Stored items from a collection

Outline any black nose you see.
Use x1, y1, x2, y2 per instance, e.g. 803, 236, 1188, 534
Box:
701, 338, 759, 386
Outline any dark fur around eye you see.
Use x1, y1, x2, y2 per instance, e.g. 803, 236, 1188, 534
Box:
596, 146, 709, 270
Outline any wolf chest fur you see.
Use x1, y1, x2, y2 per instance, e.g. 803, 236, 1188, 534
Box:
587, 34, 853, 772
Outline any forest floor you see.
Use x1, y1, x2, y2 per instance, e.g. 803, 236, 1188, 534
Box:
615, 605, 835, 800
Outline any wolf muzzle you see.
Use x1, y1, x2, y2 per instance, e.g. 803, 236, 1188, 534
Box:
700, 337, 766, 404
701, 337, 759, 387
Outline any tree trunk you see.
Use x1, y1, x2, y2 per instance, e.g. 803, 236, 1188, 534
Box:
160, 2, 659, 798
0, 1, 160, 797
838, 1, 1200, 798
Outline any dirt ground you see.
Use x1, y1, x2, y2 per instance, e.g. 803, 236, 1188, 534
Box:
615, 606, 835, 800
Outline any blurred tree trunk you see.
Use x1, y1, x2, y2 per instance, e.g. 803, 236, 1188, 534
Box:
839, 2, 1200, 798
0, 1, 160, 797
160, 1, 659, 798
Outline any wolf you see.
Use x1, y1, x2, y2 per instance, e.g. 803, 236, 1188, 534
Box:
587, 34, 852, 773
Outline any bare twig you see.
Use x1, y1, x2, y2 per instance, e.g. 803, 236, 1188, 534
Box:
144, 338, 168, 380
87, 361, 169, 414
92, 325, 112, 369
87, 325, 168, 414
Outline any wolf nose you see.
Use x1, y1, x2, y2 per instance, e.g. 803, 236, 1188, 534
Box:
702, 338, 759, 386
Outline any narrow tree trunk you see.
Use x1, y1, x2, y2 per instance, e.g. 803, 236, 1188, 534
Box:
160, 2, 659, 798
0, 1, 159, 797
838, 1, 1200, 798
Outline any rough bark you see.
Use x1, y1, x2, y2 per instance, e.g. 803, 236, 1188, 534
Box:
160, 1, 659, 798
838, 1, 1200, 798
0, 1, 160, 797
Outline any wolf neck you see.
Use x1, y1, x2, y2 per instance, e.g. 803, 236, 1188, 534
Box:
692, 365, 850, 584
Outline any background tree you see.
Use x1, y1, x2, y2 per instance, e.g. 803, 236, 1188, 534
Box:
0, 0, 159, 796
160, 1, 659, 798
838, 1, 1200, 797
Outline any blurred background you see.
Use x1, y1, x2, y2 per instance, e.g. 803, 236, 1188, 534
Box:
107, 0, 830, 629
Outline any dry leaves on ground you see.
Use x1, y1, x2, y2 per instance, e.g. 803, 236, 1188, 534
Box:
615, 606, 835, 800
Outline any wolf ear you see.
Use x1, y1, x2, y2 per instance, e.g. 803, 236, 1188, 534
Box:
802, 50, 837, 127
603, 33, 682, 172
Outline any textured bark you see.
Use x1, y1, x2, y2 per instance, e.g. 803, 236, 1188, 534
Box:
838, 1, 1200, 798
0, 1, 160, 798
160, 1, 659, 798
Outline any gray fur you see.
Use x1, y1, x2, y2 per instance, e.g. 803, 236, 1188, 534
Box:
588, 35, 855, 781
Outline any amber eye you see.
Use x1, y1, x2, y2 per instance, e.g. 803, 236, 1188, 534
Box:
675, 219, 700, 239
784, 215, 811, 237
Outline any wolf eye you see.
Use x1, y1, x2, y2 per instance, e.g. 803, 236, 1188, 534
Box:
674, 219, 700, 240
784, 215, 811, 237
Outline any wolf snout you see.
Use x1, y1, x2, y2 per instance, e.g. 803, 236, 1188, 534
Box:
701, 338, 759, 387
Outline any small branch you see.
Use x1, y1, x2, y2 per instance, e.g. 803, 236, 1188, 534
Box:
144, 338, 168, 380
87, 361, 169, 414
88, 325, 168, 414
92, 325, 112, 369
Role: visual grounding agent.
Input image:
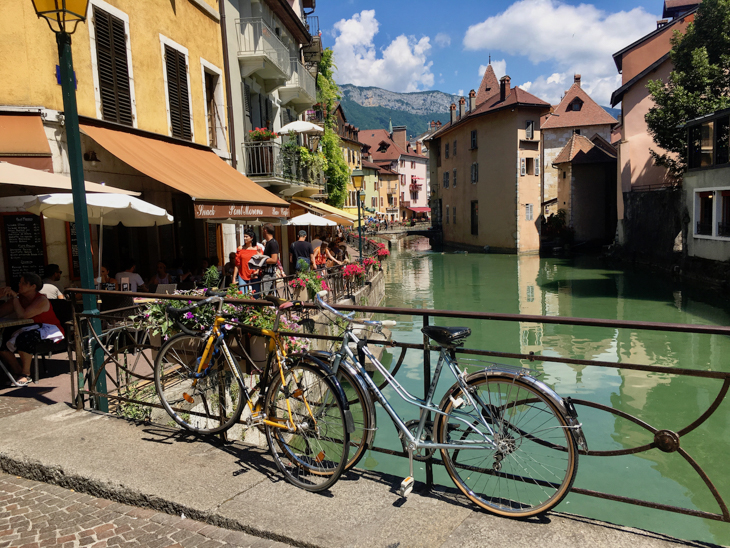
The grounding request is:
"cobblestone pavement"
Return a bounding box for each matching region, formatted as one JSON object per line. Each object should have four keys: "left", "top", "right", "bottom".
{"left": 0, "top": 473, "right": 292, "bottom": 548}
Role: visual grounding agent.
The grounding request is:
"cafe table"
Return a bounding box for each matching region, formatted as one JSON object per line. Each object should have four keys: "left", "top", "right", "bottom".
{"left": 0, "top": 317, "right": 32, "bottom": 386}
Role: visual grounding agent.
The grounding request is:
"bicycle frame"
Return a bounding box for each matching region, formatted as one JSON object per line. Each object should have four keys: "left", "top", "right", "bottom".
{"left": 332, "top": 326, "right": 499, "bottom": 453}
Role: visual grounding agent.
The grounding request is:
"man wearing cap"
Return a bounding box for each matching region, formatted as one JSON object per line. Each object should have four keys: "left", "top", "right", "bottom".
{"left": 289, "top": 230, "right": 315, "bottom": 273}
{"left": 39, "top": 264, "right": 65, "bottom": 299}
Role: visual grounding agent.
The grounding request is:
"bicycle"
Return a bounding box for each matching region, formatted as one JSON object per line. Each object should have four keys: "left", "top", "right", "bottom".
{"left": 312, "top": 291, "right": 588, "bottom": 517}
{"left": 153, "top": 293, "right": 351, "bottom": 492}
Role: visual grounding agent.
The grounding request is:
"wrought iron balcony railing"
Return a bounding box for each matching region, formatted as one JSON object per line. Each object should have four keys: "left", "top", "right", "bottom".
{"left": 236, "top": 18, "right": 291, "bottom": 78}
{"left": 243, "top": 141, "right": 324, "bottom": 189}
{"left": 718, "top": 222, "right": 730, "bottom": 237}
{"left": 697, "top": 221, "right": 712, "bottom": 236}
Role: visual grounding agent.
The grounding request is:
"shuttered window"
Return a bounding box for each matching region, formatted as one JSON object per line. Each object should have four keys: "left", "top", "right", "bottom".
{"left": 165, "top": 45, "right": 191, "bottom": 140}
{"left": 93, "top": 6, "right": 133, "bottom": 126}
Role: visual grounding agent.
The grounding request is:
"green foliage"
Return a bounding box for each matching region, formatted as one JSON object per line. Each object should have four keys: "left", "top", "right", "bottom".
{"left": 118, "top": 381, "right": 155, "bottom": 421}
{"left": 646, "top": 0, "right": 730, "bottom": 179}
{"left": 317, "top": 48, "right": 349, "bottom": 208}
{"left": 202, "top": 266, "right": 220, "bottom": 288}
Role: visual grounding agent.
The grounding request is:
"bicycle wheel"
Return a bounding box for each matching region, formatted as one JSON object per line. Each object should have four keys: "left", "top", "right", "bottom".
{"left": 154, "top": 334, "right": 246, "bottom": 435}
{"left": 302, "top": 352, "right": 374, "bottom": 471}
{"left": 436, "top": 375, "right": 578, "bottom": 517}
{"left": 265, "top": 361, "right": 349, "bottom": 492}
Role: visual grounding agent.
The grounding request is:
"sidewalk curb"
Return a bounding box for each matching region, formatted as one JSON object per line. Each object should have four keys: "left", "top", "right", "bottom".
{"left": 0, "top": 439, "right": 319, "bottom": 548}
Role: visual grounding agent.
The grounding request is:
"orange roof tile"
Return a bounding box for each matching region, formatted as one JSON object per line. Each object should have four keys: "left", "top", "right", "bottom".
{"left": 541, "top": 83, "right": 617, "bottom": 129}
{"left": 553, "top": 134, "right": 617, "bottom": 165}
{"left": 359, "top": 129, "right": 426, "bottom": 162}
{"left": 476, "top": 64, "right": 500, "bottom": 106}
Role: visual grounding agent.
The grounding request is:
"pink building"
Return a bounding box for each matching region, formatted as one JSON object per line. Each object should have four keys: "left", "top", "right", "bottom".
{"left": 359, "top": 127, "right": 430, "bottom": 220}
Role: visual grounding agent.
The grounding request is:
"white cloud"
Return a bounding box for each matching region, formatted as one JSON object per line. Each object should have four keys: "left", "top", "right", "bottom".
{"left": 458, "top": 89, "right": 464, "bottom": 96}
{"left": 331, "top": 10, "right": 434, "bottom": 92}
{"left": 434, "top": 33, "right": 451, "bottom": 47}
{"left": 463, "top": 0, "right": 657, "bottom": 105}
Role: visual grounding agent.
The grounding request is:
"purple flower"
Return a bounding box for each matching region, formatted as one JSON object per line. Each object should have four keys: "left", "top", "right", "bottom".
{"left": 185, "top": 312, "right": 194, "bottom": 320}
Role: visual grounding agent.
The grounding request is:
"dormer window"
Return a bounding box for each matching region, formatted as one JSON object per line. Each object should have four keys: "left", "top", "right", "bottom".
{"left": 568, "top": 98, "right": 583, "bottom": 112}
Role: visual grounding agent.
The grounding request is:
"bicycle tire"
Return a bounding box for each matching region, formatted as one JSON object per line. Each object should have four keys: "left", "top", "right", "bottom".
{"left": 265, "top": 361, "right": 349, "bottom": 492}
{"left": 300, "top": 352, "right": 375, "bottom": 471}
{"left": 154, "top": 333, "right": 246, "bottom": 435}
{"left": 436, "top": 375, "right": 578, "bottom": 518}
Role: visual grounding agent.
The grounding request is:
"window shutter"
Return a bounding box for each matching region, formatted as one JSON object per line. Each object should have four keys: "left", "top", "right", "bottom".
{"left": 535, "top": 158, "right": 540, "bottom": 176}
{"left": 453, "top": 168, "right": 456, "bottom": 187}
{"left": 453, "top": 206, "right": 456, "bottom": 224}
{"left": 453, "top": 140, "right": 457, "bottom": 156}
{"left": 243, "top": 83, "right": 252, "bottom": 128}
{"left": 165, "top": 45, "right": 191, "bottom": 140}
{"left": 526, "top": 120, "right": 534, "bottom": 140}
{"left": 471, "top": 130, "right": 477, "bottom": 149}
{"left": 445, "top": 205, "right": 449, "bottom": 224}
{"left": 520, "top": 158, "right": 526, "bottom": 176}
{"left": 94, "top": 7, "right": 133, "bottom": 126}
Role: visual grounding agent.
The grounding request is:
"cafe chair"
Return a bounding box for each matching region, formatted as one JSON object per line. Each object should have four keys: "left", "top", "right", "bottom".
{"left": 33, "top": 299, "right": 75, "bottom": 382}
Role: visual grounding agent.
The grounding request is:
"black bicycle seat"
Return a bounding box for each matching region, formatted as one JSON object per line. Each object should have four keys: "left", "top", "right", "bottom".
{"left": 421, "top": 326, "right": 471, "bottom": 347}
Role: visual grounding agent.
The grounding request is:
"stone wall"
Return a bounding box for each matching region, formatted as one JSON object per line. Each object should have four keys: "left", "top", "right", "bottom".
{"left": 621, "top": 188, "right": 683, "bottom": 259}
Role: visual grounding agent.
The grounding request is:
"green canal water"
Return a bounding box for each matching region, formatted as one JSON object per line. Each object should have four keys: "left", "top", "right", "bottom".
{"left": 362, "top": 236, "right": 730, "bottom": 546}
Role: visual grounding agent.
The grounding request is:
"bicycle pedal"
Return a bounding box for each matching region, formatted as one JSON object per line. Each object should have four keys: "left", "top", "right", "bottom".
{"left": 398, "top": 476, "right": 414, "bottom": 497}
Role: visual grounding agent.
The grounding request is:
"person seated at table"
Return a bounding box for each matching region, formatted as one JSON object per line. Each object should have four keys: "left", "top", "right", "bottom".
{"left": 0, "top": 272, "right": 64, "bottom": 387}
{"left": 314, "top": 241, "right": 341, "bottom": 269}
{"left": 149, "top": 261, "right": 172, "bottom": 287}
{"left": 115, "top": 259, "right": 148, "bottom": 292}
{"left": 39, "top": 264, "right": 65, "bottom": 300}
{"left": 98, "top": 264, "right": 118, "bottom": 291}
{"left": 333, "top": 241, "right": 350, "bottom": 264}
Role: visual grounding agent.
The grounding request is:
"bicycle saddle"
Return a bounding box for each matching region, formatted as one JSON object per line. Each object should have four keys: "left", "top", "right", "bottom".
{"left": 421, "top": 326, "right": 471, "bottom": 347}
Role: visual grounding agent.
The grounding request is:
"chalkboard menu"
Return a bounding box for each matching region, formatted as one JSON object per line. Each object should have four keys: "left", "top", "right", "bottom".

*TASK TO COMPLETE*
Work out the number of lines in the records containing the word "trunk". Write only that number.

*REPLY*
3